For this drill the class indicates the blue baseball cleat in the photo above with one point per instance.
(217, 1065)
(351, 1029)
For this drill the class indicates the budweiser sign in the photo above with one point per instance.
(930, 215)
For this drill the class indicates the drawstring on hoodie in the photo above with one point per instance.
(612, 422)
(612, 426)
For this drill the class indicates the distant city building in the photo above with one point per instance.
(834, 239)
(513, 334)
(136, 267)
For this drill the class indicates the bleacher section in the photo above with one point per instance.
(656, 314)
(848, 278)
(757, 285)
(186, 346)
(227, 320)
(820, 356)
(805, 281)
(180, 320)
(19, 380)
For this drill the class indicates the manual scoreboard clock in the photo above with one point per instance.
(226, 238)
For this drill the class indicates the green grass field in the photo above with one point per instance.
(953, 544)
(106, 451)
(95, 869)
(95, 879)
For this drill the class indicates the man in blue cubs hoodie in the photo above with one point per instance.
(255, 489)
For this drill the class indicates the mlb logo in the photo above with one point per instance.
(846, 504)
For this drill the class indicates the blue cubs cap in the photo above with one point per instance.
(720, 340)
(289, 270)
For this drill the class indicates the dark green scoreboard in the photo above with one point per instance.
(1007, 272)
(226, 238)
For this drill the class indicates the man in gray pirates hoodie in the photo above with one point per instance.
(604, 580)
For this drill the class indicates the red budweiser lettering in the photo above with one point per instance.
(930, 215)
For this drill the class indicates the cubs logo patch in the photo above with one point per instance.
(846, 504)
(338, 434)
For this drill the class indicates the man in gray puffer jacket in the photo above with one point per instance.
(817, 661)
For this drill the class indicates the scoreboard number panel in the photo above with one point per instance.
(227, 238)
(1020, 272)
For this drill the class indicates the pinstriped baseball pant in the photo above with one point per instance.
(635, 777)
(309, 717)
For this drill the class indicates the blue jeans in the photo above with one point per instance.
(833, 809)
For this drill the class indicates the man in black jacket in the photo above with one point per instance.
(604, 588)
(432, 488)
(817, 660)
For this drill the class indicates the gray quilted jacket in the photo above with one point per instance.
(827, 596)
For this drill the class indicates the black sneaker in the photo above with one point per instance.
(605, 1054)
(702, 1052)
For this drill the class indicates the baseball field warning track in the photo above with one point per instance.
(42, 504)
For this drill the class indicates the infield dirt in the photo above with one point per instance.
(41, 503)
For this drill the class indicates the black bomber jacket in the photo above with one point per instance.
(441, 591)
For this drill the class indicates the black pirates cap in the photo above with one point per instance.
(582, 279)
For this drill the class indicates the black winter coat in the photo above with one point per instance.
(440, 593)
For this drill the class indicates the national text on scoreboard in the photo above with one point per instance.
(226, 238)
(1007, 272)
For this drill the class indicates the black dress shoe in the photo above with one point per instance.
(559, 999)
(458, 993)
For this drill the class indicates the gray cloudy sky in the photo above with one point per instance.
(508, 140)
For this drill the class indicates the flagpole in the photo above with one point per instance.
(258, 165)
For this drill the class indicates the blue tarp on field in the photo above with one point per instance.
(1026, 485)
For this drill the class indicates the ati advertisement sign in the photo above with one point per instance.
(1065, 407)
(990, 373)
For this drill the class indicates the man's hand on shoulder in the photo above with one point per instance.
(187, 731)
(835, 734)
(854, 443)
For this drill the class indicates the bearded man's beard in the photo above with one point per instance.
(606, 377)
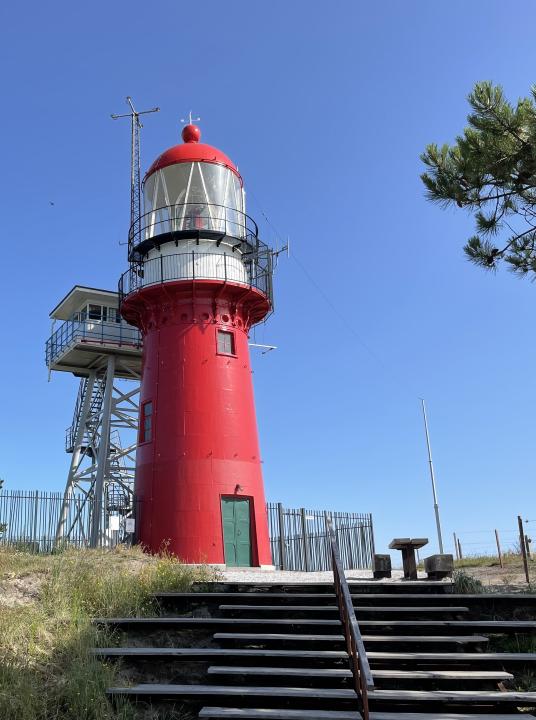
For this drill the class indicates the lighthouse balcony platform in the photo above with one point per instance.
(250, 270)
(82, 344)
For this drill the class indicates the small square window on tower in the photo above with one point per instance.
(225, 340)
(146, 424)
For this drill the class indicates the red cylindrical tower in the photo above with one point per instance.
(199, 279)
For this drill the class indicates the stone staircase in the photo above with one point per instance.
(266, 651)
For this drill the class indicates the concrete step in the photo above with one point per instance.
(384, 626)
(300, 656)
(215, 713)
(318, 656)
(341, 673)
(283, 694)
(361, 611)
(367, 639)
(393, 587)
(192, 622)
(504, 600)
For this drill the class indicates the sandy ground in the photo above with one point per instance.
(20, 590)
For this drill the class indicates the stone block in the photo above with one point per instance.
(438, 567)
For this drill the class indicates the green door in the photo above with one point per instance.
(236, 531)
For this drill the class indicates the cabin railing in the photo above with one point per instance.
(355, 647)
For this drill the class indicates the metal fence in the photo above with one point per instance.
(300, 541)
(298, 537)
(29, 520)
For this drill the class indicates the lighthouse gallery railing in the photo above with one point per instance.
(362, 676)
(251, 270)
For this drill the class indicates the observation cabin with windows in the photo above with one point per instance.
(194, 225)
(91, 329)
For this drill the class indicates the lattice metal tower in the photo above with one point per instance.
(97, 345)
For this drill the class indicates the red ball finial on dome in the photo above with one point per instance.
(191, 133)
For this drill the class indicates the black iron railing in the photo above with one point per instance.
(299, 539)
(94, 331)
(185, 218)
(252, 269)
(355, 647)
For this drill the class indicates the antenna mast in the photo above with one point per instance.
(135, 166)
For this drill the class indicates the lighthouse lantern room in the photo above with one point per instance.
(199, 279)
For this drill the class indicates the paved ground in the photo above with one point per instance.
(280, 576)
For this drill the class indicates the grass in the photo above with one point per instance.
(510, 560)
(465, 584)
(47, 671)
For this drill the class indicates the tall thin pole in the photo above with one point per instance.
(432, 477)
(135, 162)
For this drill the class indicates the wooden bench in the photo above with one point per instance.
(408, 546)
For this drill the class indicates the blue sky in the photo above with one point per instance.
(325, 109)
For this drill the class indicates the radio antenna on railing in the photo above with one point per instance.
(135, 162)
(276, 253)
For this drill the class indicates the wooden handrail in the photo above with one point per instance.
(355, 647)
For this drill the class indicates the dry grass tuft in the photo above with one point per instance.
(47, 671)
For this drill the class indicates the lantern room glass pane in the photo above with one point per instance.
(195, 196)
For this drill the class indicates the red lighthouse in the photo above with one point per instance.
(199, 279)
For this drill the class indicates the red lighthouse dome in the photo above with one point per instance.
(192, 151)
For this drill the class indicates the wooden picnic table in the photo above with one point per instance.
(408, 546)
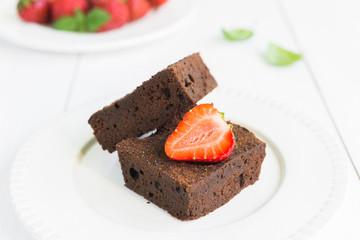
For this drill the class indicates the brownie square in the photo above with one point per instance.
(189, 190)
(157, 103)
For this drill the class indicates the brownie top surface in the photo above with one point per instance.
(151, 151)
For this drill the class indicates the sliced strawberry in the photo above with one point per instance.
(34, 10)
(157, 3)
(202, 136)
(138, 8)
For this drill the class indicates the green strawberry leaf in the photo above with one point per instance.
(96, 18)
(279, 56)
(66, 24)
(23, 4)
(237, 34)
(80, 20)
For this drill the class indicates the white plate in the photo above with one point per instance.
(61, 191)
(158, 23)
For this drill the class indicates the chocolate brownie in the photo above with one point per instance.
(189, 190)
(166, 96)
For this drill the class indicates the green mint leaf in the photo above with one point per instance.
(80, 20)
(96, 18)
(279, 56)
(237, 34)
(66, 24)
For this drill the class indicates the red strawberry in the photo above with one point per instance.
(157, 3)
(138, 8)
(34, 10)
(202, 136)
(118, 11)
(62, 8)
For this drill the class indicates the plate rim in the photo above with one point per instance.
(40, 230)
(106, 45)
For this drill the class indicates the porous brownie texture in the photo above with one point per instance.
(157, 102)
(189, 190)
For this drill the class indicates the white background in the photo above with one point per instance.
(36, 87)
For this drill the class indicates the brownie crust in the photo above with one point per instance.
(189, 190)
(157, 103)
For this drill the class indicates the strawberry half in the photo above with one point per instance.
(202, 136)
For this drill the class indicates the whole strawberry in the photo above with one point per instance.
(64, 8)
(138, 8)
(202, 136)
(34, 10)
(118, 11)
(157, 3)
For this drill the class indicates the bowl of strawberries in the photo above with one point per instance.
(77, 26)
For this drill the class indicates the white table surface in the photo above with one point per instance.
(36, 87)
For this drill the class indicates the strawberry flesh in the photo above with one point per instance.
(202, 136)
(34, 10)
(138, 8)
(66, 8)
(118, 11)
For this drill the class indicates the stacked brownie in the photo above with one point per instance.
(187, 190)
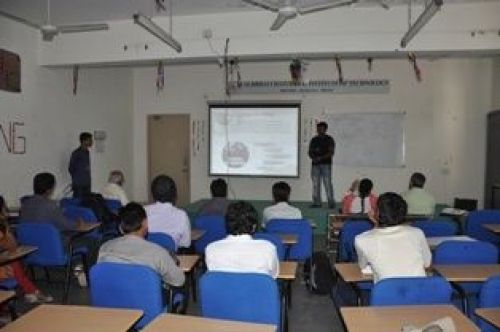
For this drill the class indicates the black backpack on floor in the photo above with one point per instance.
(319, 274)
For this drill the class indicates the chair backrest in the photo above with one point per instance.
(475, 221)
(489, 298)
(163, 240)
(117, 285)
(274, 239)
(69, 201)
(45, 236)
(411, 291)
(465, 252)
(436, 227)
(303, 249)
(215, 229)
(248, 297)
(349, 231)
(113, 205)
(78, 212)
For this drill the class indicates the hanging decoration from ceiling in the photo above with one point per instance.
(412, 57)
(76, 69)
(296, 71)
(339, 69)
(160, 77)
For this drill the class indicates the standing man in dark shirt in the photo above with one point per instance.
(79, 167)
(321, 150)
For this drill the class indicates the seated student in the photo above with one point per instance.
(419, 201)
(281, 209)
(359, 198)
(239, 252)
(392, 249)
(164, 217)
(218, 204)
(41, 208)
(132, 248)
(114, 188)
(15, 269)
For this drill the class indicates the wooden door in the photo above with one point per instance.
(169, 151)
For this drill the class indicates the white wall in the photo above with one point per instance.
(445, 121)
(53, 117)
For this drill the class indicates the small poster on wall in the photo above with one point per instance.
(10, 71)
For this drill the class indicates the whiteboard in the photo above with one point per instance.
(368, 139)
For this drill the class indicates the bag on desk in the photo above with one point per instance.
(319, 273)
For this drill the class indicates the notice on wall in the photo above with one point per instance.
(10, 71)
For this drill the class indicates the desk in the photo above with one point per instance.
(495, 228)
(491, 315)
(391, 319)
(187, 263)
(179, 323)
(289, 239)
(196, 234)
(20, 252)
(64, 318)
(437, 240)
(467, 272)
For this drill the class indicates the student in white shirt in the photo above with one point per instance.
(281, 209)
(164, 217)
(239, 252)
(393, 249)
(114, 188)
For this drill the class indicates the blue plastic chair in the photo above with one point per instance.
(411, 291)
(466, 252)
(51, 252)
(475, 221)
(489, 298)
(248, 297)
(215, 229)
(275, 240)
(69, 201)
(128, 286)
(351, 228)
(113, 205)
(163, 240)
(436, 227)
(303, 249)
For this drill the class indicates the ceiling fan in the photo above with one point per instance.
(290, 9)
(49, 31)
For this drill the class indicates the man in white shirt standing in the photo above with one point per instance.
(281, 209)
(239, 252)
(393, 249)
(114, 188)
(164, 217)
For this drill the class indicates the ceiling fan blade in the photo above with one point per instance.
(278, 22)
(266, 4)
(325, 6)
(73, 28)
(19, 19)
(383, 4)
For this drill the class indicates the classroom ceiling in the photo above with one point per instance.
(77, 11)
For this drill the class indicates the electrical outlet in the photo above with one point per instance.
(207, 33)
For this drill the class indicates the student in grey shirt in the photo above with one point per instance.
(133, 248)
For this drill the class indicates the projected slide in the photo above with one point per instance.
(254, 140)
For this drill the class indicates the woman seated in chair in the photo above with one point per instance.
(15, 269)
(392, 249)
(359, 198)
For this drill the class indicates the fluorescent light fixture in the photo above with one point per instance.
(157, 31)
(422, 20)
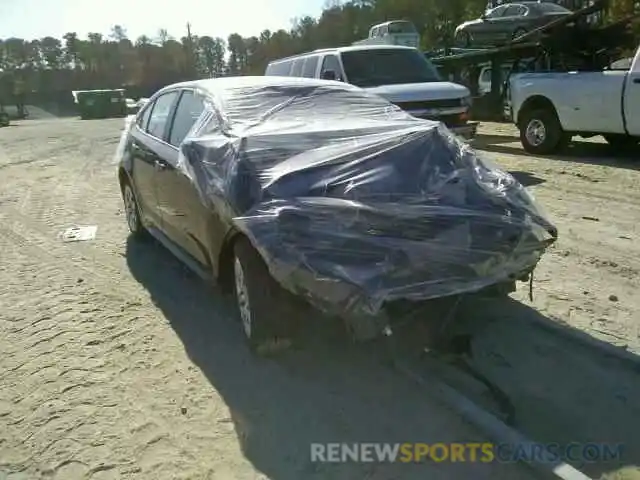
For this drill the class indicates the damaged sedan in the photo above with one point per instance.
(282, 189)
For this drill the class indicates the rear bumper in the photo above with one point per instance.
(467, 131)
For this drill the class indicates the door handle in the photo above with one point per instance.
(160, 165)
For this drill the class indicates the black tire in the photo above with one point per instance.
(463, 39)
(132, 212)
(620, 142)
(260, 302)
(541, 132)
(518, 32)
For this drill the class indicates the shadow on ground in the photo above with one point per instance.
(588, 153)
(332, 391)
(563, 390)
(526, 179)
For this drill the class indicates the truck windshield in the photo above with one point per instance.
(401, 27)
(375, 67)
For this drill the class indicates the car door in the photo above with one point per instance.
(631, 100)
(146, 150)
(184, 217)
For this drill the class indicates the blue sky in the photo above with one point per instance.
(38, 18)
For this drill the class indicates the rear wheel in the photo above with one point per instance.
(259, 301)
(518, 32)
(541, 132)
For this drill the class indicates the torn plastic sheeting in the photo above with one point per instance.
(352, 202)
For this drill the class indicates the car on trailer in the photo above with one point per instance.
(507, 22)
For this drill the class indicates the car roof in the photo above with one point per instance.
(349, 48)
(213, 85)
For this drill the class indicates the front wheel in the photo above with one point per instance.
(541, 132)
(132, 212)
(463, 39)
(259, 301)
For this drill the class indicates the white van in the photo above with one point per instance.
(402, 75)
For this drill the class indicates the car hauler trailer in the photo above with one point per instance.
(570, 43)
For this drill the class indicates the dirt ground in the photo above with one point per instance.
(116, 362)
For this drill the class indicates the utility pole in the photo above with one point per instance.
(191, 62)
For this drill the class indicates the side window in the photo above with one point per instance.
(189, 110)
(496, 12)
(310, 67)
(296, 70)
(513, 11)
(160, 114)
(143, 120)
(330, 62)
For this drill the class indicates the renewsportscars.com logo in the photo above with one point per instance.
(463, 452)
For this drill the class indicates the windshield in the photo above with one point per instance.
(401, 27)
(375, 67)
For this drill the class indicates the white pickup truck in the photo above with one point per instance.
(550, 108)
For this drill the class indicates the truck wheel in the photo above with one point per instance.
(621, 142)
(463, 39)
(541, 132)
(258, 299)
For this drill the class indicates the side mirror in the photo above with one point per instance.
(329, 75)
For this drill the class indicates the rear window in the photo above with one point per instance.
(310, 66)
(296, 69)
(280, 69)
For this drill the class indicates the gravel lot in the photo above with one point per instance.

Exercise aim:
Your answer must consist only of the lines from the one with "For this drill the class indicates the side mirror" through the final line of the entries, each retyped exactly.

Result for this task:
For this drill the class indicates the side mirror in the photo above with one point per instance.
(329, 75)
For this drill the class indicates the rear window in the photo above with one point per instance.
(310, 66)
(296, 69)
(280, 69)
For this drill the class indicates the gravel lot in the photo above with one point per instance.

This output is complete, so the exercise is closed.